Problem to solve. Using the data that follows, report how many lines include "after"; output no other text.

Given entries.
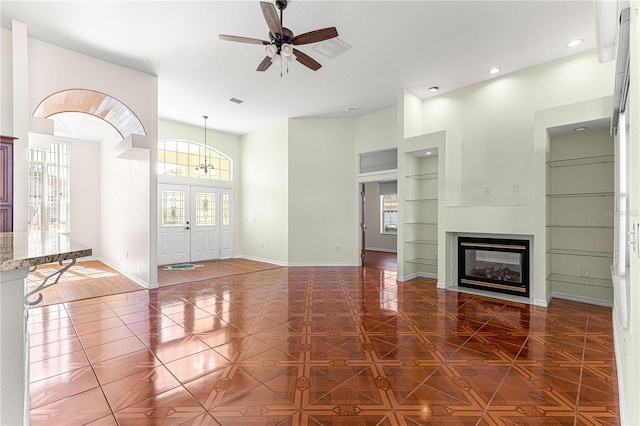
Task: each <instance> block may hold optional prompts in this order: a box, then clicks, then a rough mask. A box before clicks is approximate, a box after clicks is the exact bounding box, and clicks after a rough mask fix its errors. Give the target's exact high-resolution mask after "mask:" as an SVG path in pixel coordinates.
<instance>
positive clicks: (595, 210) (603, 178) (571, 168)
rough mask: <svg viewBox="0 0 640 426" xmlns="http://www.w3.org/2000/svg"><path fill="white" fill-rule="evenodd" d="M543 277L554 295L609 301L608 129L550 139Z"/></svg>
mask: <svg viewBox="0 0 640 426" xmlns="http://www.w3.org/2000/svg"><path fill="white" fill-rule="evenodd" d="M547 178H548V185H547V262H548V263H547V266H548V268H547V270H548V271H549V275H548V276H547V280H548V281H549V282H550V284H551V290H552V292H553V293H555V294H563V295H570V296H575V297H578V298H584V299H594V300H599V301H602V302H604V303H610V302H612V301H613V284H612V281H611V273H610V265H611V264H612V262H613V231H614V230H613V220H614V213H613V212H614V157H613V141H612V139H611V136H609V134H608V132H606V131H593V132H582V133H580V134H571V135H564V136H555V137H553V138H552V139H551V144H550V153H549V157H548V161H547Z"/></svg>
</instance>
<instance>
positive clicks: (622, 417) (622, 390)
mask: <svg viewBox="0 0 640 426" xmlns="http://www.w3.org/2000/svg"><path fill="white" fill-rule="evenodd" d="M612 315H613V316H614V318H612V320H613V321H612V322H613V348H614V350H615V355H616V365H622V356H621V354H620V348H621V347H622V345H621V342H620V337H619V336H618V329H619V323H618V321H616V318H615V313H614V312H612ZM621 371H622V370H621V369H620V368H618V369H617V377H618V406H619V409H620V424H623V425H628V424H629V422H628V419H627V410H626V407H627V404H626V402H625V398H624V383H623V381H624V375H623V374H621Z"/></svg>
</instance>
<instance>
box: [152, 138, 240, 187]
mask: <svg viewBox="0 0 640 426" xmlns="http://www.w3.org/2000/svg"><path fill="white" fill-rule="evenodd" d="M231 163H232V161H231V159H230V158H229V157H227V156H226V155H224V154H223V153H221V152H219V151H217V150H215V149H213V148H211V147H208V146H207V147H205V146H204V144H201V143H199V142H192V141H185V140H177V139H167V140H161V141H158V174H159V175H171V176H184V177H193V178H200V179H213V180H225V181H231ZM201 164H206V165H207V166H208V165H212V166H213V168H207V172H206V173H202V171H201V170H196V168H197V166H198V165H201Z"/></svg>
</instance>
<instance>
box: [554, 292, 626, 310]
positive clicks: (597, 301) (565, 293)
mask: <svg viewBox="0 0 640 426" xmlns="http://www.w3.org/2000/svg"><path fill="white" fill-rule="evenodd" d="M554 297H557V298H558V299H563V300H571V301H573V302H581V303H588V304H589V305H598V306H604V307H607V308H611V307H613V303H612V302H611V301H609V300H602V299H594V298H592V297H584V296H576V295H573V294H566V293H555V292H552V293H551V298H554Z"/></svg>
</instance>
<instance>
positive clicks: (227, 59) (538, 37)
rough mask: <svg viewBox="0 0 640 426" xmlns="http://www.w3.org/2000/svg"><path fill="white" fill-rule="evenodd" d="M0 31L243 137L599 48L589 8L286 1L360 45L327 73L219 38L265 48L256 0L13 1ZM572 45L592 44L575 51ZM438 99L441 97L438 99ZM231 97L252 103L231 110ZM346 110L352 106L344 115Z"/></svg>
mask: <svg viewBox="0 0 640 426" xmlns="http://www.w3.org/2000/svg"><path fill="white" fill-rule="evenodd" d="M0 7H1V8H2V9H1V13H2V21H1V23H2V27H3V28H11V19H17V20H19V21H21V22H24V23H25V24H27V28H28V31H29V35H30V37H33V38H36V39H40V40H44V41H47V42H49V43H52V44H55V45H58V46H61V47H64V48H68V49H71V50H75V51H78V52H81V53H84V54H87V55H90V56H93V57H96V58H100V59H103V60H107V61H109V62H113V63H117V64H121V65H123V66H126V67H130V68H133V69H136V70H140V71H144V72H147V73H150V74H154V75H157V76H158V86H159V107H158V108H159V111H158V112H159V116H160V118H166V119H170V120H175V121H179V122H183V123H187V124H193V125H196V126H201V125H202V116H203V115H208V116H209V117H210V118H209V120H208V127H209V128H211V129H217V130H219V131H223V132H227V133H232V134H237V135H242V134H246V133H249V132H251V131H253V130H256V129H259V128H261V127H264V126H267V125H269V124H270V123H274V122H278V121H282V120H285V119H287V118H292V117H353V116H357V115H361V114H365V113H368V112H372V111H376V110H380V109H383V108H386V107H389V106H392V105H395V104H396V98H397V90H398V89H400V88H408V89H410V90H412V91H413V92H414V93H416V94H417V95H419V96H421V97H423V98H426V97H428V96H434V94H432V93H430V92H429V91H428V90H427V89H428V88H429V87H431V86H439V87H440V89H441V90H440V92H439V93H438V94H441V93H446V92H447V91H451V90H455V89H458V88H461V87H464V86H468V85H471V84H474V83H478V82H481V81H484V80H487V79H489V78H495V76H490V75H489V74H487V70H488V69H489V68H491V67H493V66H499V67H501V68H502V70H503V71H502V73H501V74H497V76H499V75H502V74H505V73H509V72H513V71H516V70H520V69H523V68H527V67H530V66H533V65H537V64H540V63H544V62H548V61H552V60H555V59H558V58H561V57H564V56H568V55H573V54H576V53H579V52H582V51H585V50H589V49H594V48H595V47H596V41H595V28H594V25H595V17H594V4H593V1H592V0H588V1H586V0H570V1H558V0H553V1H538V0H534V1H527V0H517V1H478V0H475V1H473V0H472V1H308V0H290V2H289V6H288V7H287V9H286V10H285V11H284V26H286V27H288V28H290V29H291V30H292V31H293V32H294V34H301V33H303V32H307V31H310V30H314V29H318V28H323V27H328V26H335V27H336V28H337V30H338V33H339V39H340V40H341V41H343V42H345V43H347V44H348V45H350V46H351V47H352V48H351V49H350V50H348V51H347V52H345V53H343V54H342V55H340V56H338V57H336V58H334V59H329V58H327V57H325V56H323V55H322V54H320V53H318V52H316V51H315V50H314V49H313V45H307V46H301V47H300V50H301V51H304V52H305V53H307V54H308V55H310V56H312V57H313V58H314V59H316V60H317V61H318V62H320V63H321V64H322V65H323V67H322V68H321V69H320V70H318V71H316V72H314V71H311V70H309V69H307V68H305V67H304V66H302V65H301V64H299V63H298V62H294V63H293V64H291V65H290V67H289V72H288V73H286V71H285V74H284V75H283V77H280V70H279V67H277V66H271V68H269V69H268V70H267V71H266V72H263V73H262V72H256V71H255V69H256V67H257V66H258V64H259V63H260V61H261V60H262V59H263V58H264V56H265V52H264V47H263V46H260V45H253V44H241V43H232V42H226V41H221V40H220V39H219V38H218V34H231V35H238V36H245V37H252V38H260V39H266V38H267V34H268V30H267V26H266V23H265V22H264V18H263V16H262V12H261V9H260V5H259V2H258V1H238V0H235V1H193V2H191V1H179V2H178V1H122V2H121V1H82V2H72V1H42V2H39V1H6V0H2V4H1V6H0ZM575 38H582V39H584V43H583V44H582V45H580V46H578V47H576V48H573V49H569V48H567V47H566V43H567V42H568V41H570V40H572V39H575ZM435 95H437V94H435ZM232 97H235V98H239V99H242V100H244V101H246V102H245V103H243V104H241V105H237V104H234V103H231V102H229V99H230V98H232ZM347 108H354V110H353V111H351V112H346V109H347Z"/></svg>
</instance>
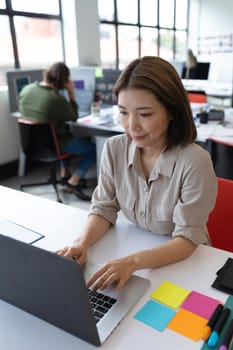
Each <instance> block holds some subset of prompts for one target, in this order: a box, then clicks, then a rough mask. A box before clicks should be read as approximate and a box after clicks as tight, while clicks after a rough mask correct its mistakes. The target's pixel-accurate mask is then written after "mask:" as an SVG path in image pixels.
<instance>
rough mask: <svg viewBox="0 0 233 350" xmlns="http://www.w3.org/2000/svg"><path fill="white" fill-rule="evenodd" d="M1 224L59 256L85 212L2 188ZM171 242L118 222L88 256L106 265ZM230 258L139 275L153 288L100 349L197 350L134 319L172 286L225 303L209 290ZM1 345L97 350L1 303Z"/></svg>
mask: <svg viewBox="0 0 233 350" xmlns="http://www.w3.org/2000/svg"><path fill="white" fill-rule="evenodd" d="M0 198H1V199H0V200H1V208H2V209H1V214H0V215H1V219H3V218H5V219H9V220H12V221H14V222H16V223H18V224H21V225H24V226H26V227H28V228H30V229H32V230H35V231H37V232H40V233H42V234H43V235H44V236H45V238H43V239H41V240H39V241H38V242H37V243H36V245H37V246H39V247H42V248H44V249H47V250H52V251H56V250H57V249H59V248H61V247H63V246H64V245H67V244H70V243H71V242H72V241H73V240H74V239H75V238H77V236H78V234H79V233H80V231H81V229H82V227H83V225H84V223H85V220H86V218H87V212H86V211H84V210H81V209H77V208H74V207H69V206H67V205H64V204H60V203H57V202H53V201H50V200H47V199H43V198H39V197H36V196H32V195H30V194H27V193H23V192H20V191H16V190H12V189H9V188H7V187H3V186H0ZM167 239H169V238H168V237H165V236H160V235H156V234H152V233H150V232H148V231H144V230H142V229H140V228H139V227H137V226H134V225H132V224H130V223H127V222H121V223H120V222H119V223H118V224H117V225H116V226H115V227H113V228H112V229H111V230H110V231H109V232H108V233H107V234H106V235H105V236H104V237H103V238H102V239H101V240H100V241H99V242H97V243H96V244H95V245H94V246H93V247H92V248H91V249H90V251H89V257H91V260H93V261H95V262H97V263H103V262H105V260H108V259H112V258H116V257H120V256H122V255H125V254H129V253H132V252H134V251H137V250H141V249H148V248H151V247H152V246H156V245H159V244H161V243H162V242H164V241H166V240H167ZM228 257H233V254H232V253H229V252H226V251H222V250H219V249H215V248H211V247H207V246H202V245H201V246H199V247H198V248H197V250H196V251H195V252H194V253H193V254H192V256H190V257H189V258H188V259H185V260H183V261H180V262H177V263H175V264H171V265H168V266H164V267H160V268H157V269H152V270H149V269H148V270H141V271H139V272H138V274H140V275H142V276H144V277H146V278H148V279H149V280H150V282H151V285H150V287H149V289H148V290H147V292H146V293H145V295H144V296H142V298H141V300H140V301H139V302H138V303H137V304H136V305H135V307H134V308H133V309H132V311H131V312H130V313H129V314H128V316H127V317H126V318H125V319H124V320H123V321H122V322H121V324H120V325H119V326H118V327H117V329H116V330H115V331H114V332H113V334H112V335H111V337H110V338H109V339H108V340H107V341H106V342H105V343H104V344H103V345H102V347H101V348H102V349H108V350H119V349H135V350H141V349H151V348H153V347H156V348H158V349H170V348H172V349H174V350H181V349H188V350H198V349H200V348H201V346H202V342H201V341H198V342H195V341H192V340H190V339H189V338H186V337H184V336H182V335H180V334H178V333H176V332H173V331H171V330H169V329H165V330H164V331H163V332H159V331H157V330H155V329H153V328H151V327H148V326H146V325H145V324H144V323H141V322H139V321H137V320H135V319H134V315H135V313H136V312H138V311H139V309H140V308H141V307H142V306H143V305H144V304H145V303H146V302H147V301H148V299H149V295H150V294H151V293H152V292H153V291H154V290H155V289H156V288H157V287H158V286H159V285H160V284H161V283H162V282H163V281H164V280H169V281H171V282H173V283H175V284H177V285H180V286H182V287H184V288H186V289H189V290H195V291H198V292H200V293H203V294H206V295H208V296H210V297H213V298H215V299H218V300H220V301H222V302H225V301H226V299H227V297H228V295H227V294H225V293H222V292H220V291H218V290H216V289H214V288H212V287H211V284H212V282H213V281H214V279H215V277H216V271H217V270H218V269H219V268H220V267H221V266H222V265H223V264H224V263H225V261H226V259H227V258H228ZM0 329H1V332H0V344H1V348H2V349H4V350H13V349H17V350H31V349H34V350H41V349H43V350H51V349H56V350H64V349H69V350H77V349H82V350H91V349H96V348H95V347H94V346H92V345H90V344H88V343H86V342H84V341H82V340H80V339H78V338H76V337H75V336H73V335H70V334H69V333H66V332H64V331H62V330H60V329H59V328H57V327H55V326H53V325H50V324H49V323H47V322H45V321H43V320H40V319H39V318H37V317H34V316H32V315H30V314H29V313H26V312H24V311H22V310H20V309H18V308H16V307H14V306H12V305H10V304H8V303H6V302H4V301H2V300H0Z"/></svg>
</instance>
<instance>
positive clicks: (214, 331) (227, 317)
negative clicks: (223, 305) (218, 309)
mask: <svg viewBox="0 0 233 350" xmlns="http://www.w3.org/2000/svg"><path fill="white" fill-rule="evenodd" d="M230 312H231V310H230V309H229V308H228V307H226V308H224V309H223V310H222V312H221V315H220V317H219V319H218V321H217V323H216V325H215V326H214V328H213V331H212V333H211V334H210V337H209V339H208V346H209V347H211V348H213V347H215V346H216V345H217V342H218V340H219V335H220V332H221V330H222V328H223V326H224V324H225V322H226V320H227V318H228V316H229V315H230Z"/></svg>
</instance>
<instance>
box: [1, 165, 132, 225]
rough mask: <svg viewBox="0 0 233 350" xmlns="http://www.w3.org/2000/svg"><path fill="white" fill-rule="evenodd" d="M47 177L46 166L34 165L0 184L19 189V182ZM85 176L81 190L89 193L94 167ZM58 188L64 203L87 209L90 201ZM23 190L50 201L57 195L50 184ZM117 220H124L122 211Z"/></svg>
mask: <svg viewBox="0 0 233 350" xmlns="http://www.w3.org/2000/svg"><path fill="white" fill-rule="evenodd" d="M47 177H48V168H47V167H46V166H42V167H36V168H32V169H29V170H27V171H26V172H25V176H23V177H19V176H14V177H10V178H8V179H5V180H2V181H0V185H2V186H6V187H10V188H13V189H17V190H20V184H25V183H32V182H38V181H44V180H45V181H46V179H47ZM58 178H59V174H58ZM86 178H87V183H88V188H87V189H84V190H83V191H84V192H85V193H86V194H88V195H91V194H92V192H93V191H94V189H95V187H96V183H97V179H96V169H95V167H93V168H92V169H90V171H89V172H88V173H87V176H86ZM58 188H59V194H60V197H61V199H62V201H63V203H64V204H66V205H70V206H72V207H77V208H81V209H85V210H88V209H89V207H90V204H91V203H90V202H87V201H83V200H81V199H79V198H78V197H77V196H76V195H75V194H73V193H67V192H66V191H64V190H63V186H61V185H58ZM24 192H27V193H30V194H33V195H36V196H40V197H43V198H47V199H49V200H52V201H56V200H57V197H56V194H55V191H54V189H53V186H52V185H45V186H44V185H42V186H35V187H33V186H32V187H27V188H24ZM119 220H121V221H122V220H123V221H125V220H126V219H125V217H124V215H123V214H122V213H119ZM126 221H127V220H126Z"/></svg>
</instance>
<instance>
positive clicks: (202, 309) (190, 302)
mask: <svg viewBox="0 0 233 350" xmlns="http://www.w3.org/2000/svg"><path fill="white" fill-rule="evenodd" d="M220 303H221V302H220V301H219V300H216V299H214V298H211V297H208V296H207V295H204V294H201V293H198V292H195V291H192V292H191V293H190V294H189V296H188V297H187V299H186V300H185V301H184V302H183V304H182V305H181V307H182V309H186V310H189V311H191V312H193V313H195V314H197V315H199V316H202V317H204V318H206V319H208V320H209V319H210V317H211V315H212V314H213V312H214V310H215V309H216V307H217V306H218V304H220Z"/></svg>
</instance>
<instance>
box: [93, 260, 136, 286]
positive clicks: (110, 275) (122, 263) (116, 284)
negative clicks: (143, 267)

Finished exercise. 2